**EXTRACTED RECORDS**
..............................

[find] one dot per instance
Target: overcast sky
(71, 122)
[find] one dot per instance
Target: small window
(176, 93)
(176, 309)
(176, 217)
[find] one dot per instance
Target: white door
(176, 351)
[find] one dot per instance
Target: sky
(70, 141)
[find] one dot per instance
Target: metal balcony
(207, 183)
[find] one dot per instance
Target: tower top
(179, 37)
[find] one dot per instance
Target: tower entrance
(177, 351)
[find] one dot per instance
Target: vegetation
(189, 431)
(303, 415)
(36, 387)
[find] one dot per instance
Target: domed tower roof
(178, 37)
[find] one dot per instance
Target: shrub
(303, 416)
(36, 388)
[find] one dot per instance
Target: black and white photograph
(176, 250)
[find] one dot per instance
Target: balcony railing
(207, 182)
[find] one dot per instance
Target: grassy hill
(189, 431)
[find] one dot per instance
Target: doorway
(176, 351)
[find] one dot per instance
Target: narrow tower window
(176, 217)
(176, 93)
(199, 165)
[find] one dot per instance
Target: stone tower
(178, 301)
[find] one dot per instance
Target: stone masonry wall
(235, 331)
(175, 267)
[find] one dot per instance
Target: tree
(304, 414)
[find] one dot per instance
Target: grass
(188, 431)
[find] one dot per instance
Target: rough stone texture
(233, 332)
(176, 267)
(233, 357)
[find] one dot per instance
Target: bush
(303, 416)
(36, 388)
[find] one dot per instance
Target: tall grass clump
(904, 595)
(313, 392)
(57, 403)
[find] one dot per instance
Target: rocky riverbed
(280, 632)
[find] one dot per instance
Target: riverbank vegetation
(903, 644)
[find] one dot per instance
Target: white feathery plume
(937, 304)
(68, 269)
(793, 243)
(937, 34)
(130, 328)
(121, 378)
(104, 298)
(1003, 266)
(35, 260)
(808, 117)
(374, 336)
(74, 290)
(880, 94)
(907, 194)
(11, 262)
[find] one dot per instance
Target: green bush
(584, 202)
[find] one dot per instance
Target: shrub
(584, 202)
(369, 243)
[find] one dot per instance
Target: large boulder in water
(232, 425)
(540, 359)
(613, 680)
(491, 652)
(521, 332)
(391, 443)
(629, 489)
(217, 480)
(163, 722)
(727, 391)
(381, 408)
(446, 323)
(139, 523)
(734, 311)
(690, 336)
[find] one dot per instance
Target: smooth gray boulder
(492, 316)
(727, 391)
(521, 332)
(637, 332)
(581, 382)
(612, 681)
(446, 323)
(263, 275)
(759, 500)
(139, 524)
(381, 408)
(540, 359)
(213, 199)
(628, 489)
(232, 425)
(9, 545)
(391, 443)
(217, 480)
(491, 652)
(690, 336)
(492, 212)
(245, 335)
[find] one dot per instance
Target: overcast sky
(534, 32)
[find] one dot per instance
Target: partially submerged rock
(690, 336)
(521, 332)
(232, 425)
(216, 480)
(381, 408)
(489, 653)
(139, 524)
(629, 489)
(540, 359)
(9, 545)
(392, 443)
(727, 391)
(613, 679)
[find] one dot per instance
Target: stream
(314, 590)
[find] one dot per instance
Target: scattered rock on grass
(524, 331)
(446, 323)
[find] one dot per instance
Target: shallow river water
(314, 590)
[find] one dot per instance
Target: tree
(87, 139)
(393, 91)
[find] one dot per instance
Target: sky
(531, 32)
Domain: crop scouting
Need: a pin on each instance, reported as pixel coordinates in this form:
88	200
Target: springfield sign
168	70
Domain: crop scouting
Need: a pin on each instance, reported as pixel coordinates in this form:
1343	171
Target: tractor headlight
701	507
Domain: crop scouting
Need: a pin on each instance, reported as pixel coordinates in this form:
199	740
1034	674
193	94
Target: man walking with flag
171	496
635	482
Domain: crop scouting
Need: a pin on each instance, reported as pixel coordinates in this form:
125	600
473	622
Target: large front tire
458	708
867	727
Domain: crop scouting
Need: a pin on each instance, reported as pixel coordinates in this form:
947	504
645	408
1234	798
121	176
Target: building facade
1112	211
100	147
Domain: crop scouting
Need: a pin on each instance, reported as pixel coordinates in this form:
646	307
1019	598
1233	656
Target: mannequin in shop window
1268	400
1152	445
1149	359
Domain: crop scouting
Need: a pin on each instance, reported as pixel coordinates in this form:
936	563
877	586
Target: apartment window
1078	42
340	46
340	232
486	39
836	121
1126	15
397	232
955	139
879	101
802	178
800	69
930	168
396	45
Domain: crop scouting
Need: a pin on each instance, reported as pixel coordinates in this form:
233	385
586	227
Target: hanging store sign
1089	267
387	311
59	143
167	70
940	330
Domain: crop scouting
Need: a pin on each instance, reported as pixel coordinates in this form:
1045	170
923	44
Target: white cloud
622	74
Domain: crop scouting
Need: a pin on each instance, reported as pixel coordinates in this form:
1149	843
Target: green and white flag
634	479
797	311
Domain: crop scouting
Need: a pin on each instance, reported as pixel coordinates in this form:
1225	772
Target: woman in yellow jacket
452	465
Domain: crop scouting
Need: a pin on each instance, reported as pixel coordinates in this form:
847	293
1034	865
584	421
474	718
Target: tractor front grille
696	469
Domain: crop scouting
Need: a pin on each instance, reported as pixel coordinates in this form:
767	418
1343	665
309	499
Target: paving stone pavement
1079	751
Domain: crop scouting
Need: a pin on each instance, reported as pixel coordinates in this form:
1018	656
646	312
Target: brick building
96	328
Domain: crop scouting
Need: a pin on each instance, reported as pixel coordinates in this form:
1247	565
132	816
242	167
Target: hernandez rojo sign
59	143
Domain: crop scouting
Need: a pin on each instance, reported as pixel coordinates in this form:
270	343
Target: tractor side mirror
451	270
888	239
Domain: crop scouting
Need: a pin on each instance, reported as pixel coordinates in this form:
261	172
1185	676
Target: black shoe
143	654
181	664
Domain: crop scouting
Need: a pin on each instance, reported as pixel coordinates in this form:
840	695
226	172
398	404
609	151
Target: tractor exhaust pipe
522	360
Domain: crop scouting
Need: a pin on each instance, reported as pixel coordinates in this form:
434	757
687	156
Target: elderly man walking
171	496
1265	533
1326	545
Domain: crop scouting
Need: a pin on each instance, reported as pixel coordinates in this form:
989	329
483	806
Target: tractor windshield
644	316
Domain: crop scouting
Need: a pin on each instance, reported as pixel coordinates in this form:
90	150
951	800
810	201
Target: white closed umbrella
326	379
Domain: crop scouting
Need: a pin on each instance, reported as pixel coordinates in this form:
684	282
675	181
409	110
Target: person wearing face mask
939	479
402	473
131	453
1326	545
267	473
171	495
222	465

..............................

Write out every line of the material again, exactly as it reads.

**SOLUTION FOR THIS TASK**
[find] one dot per instance
Target: overcast sky
(71, 122)
[find] one dot per instance
Target: small window
(176, 93)
(176, 309)
(176, 217)
[find] one dot per instance
Target: white door
(176, 351)
[find] one dot per instance
Target: sky
(70, 141)
[find] one dot per instance
Target: metal balcony
(207, 183)
[find] one dot per instance
Target: tower top
(179, 37)
[find] one dot per instance
Target: tower entrance
(177, 351)
[find] one dot per instance
Target: vegetation
(189, 431)
(303, 415)
(36, 387)
[find] one dot per instance
Target: domed tower roof
(178, 37)
[find] one dot per instance
Target: shrub
(303, 416)
(36, 388)
[find] one dot per instance
Target: black and white photograph
(176, 250)
[find] one dot per instance
Target: balcony railing
(207, 182)
[find] one dot per instance
Target: grassy hill
(189, 431)
[find] one dot per instance
Target: doorway
(176, 351)
[find] one dot per instance
Target: narrow tower window
(176, 217)
(176, 93)
(199, 165)
[find] one dot per instance
Target: stone tower
(178, 301)
[find] one dot per instance
Target: stone masonry wall
(235, 331)
(175, 267)
[find] one dot per instance
Target: tree
(304, 414)
[find] one dot per instance
Target: grass
(188, 431)
[find] one dot per instance
Target: rough stone texture
(233, 332)
(176, 267)
(233, 357)
[find] one dot per instance
Target: bush
(303, 416)
(36, 388)
[find] one dot per instance
Target: tall grass clump
(904, 595)
(313, 392)
(57, 403)
[find] one dot per instance
Target: rocky riverbed
(280, 632)
[find] one dot per instance
Target: riverbank vegetation
(903, 644)
[find] one dot per instance
Target: white feathery plume
(937, 304)
(68, 269)
(793, 243)
(937, 34)
(130, 328)
(121, 378)
(104, 298)
(1003, 266)
(35, 260)
(808, 117)
(374, 336)
(74, 290)
(880, 94)
(907, 194)
(11, 262)
[find] one dot per instance
Target: green bush
(584, 202)
[find] one dot per instance
Target: shrub
(584, 202)
(369, 243)
[find] one dot per instance
Target: large boulder in water
(232, 425)
(540, 359)
(613, 680)
(491, 652)
(521, 332)
(391, 443)
(629, 489)
(217, 480)
(163, 722)
(727, 391)
(381, 408)
(446, 323)
(139, 523)
(734, 311)
(690, 336)
[find] one dot per instance
Target: smooth gray boulder
(492, 316)
(727, 391)
(521, 332)
(637, 332)
(581, 382)
(612, 681)
(446, 323)
(263, 275)
(759, 500)
(139, 524)
(381, 408)
(540, 359)
(213, 199)
(628, 489)
(232, 425)
(9, 545)
(391, 443)
(217, 480)
(491, 652)
(690, 336)
(492, 212)
(245, 335)
[find] one dot per instance
Target: overcast sky
(534, 32)
[find] one dot per instance
Target: partially submerged rock
(690, 336)
(521, 332)
(232, 425)
(216, 480)
(381, 408)
(489, 653)
(139, 524)
(629, 489)
(540, 359)
(9, 545)
(392, 443)
(727, 391)
(613, 679)
[find] one dot per instance
Target: stream
(314, 590)
[find] one dot per instance
Target: scattered rock on grass
(524, 331)
(446, 323)
[find] one dot per instance
Target: shallow river water
(314, 590)
[find] one dot per instance
Target: tree
(87, 139)
(393, 91)
[find] one dot per instance
Target: sky
(531, 32)
Domain: crop scouting
Need: a pin on each instance, reported as pixel coordinates in this form:
88	200
Target: springfield sign
168	70
Domain: crop scouting
Need: a pin on each instance, reported as pixel coordinates in this form:
1343	171
Target: tractor headlight
701	507
Domain: crop scouting
Need: a pin on each instance, reported as pixel coordinates in this form:
199	740
1034	674
193	94
Target: man walking with flag
171	496
635	482
Domain: crop scouting
Need: a pin on each instance, reported as pixel coordinates in this form:
125	600
473	622
Target: large front tire
458	708
867	727
Domain: crop scouting
Need: a pin on each instance, reported as pixel coordinates in this form:
947	504
645	408
1234	798
121	176
Target: building facade
1112	211
100	147
Domain: crop scouting
Need: a pin on each instance, reported as pixel coordinates in this form:
646	307
1019	598
1233	656
Target: mannequin in shop window
1268	400
1152	445
1149	359
Domain: crop scouting
Need: a pin on each instance, reported as pixel coordinates in this form:
936	563
877	586
Target: apartment window
1078	42
340	46
340	232
486	39
836	121
1126	15
397	232
955	139
879	101
802	178
800	69
930	168
396	45
Domain: crop scouting
Need: a pin on each instance, reported as pixel coordinates in this form:
233	385
586	227
Target: hanging store sign
1089	267
387	311
59	143
167	70
940	330
Domain: crop scouting
Need: a pin on each instance, reported as pixel coordinates in this form:
1045	170
923	44
Target: white cloud
622	74
Domain: crop scouting
Need: a pin on each instance, reported as pixel coordinates in this form:
1149	843
Target: green and white flag
634	479
797	311
Domain: crop scouting
Need: a pin on each instance, reported as pixel coordinates in this form:
1225	772
Target: woman in yellow jacket
452	465
Domain: crop scouting
Need: a pin on each instance, reported as pixel coordinates in this form:
847	293
1034	865
584	421
474	718
Target: tractor front grille
696	469
Domain: crop scouting
Need: a pin on each instance, reported as pixel coordinates in this form:
767	418
1343	665
309	499
Target: paving stone pavement
1079	751
Domain: crop scouting
Need: a pin on each instance, reported as pixel coordinates in this form:
1018	656
646	312
Target: brick building
96	328
Domain: crop scouting
Need: a pin on each instance, reported as pixel coordinates in this form:
1247	565
132	816
242	167
Target: hernandez rojo sign
59	143
Domain: crop scouting
Need: a pin on each instance, reported as pixel coordinates in this form:
270	343
Target: tractor side mirror
451	270
888	239
Domain: crop scouting
Need: a pin on each instance, reported as pixel coordinates in this form:
261	172
1185	676
Target: black shoe
143	654
181	664
Domain: crop scouting
Need: a pin on each instance, reported as pixel coordinates in this form:
840	695
226	172
398	404
609	151
Target: tractor exhaust pipe
522	360
Domain: crop scouting
Need: a pin on each instance, reported as pixel coordinates in this form:
434	757
687	156
Target: elderly man walking
171	496
1265	533
1326	545
Domain: crop scouting
Need: a pin on each instance, reported as pixel coordinates in this form:
989	329
483	806
Target: tractor windshield
644	316
Domain: crop scouting
Need: a pin on each instance, reported as pixel coordinates in this form:
90	150
951	800
810	201
Target: white closed umbrella
326	379
Domain: crop scouting
Need: a pin on each instance, reported as pixel coordinates in this form:
684	282
675	181
409	110
Target: person wearing face mask
939	479
402	473
131	453
1326	545
267	473
171	495
222	465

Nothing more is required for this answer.